**WHAT NEEDS TO BE DONE:** Omit every picture, then give all the entries again exactly.

-------- DATA ENTRIES --------

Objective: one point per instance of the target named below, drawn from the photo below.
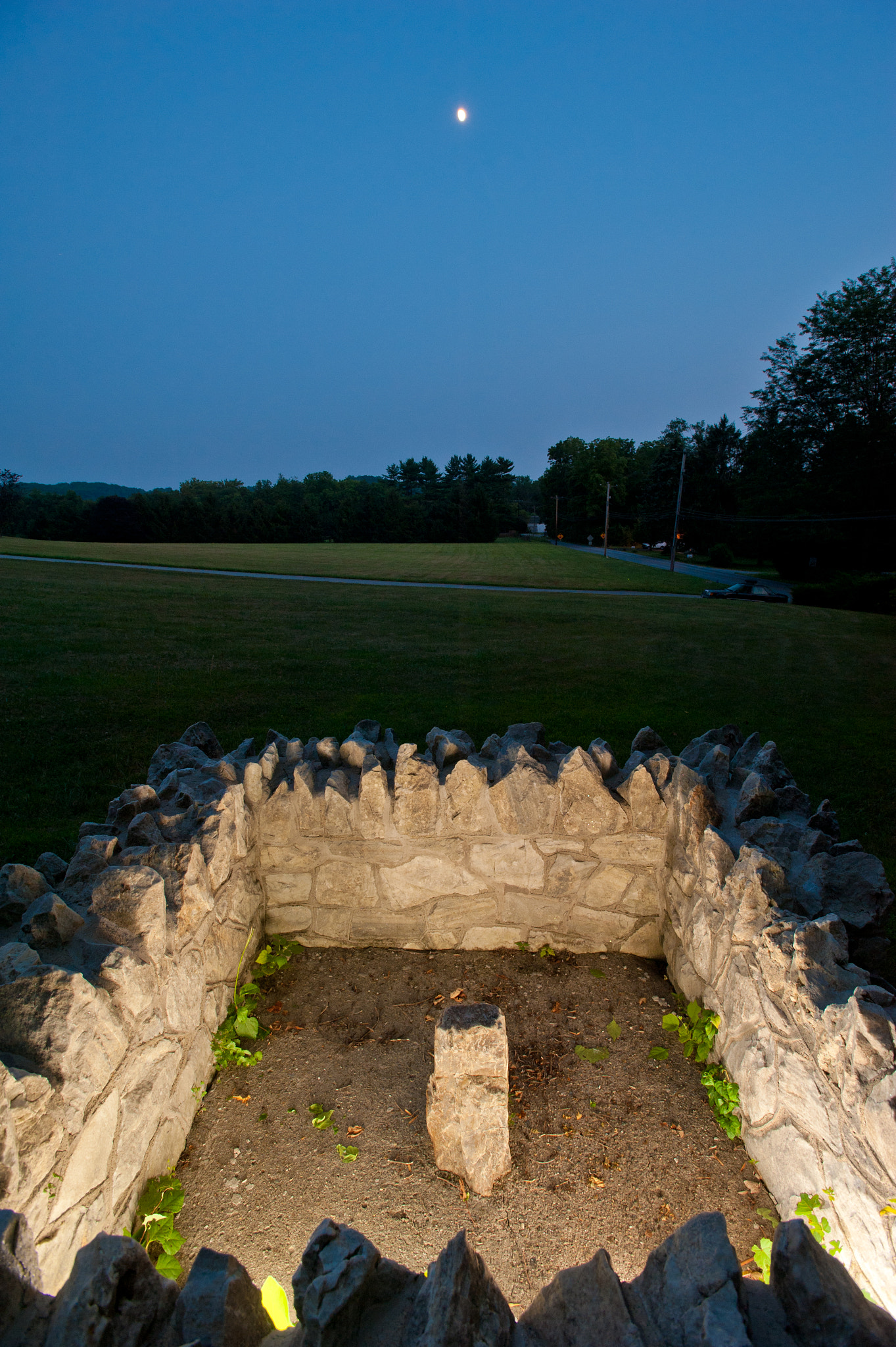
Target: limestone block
(603, 758)
(356, 749)
(338, 804)
(425, 877)
(467, 1096)
(649, 814)
(567, 877)
(128, 904)
(645, 942)
(287, 889)
(521, 910)
(222, 833)
(525, 799)
(467, 799)
(287, 920)
(70, 1029)
(131, 984)
(34, 1135)
(91, 858)
(308, 803)
(373, 799)
(185, 992)
(89, 1162)
(145, 1092)
(346, 884)
(605, 888)
(601, 929)
(277, 817)
(515, 864)
(329, 750)
(19, 888)
(253, 786)
(586, 804)
(551, 846)
(630, 849)
(447, 747)
(50, 923)
(757, 799)
(459, 914)
(642, 897)
(416, 808)
(333, 923)
(390, 927)
(492, 938)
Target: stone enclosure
(118, 966)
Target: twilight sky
(248, 239)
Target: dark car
(748, 589)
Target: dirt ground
(614, 1155)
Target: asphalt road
(715, 576)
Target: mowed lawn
(467, 564)
(101, 666)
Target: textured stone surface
(467, 1096)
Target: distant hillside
(87, 491)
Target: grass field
(100, 666)
(469, 564)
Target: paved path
(341, 579)
(716, 574)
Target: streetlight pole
(681, 484)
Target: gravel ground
(615, 1155)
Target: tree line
(812, 476)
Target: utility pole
(681, 484)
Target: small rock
(448, 747)
(821, 1300)
(852, 885)
(646, 741)
(200, 736)
(19, 887)
(757, 799)
(825, 820)
(329, 750)
(113, 1296)
(742, 764)
(50, 921)
(51, 866)
(369, 731)
(793, 800)
(143, 830)
(603, 756)
(716, 767)
(354, 750)
(18, 961)
(220, 1304)
(343, 1285)
(524, 732)
(467, 1096)
(460, 1304)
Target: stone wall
(119, 965)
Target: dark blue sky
(239, 240)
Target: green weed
(154, 1222)
(243, 1023)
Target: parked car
(748, 589)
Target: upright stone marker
(467, 1096)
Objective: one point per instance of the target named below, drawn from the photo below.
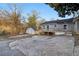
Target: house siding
(57, 27)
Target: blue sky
(44, 10)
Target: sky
(45, 11)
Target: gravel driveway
(45, 46)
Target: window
(55, 25)
(47, 27)
(65, 26)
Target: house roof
(60, 21)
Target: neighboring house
(65, 25)
(30, 31)
(76, 25)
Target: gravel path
(45, 46)
(5, 50)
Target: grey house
(65, 25)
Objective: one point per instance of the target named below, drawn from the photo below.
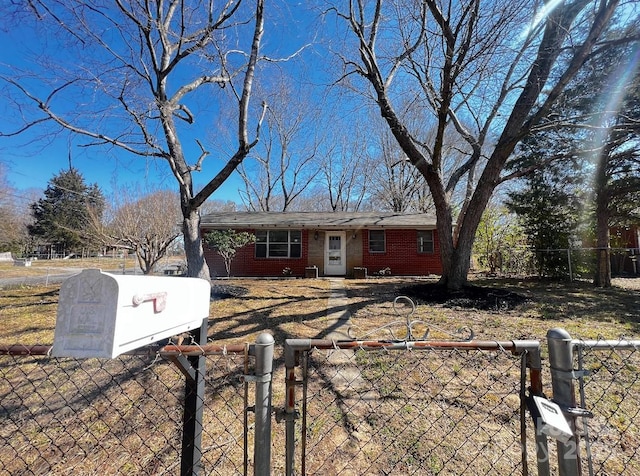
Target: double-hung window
(425, 241)
(376, 241)
(278, 244)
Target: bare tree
(131, 73)
(490, 72)
(281, 169)
(147, 225)
(13, 217)
(345, 171)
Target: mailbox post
(191, 461)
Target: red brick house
(336, 243)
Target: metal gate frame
(295, 349)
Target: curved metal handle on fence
(410, 324)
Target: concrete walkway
(338, 315)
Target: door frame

--------

**OUTPUT OF THE EXERCISE:**
Objective: one point per instance of the target named below, drawn from the photo below.
Target: limestone block
(603, 758)
(356, 749)
(338, 804)
(425, 877)
(467, 1096)
(649, 814)
(567, 877)
(128, 904)
(645, 942)
(287, 889)
(521, 910)
(222, 833)
(525, 799)
(467, 799)
(287, 920)
(70, 1029)
(131, 984)
(34, 1135)
(91, 858)
(308, 803)
(373, 799)
(185, 992)
(89, 1162)
(145, 1092)
(346, 884)
(605, 888)
(601, 929)
(277, 817)
(515, 864)
(329, 750)
(19, 888)
(253, 786)
(586, 804)
(551, 846)
(630, 849)
(447, 747)
(50, 923)
(757, 799)
(459, 914)
(642, 897)
(416, 808)
(333, 923)
(390, 927)
(492, 938)
Target: stone enclosure
(118, 966)
Target: twilight sky
(248, 239)
Target: dark car
(748, 589)
Target: dirt ground
(614, 1155)
Target: asphalt road
(715, 576)
Target: mowed lawn
(467, 564)
(101, 666)
Target: textured stone surface
(467, 1096)
Target: distant hillside
(87, 491)
Target: grass field
(100, 666)
(469, 564)
Target: paved path
(341, 579)
(716, 574)
Target: streetlight pole
(681, 484)
Target: gravel ground
(615, 1155)
Target: tree line
(812, 476)
Target: utility pole
(681, 484)
Target: small rock
(448, 747)
(821, 1300)
(852, 885)
(646, 741)
(200, 736)
(19, 887)
(757, 799)
(825, 820)
(329, 750)
(113, 1296)
(742, 764)
(50, 921)
(51, 866)
(369, 731)
(793, 800)
(143, 830)
(603, 756)
(716, 767)
(354, 750)
(18, 961)
(220, 1304)
(343, 1285)
(524, 732)
(467, 1096)
(460, 1304)
Target: stone wall
(119, 965)
Target: dark blue sky
(239, 240)
Target: green weed
(154, 1222)
(243, 1023)
Target: parked car
(748, 589)
Target: upright stone marker
(467, 1096)
Objective: one point per instance of the target named below, drawn from the photo below.
Target: house siding
(57, 27)
Target: blue sky
(44, 10)
Target: sky
(45, 11)
Target: gravel driveway
(45, 46)
Target: window
(55, 25)
(47, 27)
(65, 26)
Target: house roof
(60, 21)
Target: neighboring house
(65, 25)
(30, 31)
(76, 25)
Target: gravel path
(45, 46)
(5, 50)
Target: grey house
(65, 25)
Objective: one point per instance of the target named below, drawn from the photo below.
Target: double-hung window
(425, 241)
(376, 241)
(278, 244)
Target: bare tree
(131, 73)
(490, 72)
(281, 169)
(147, 225)
(13, 217)
(345, 171)
Target: mailbox post
(191, 461)
Target: red brick house
(336, 243)
Target: metal gate frame
(295, 349)
Target: curved metal handle on fence
(410, 324)
Target: concrete walkway
(338, 315)
Target: door frame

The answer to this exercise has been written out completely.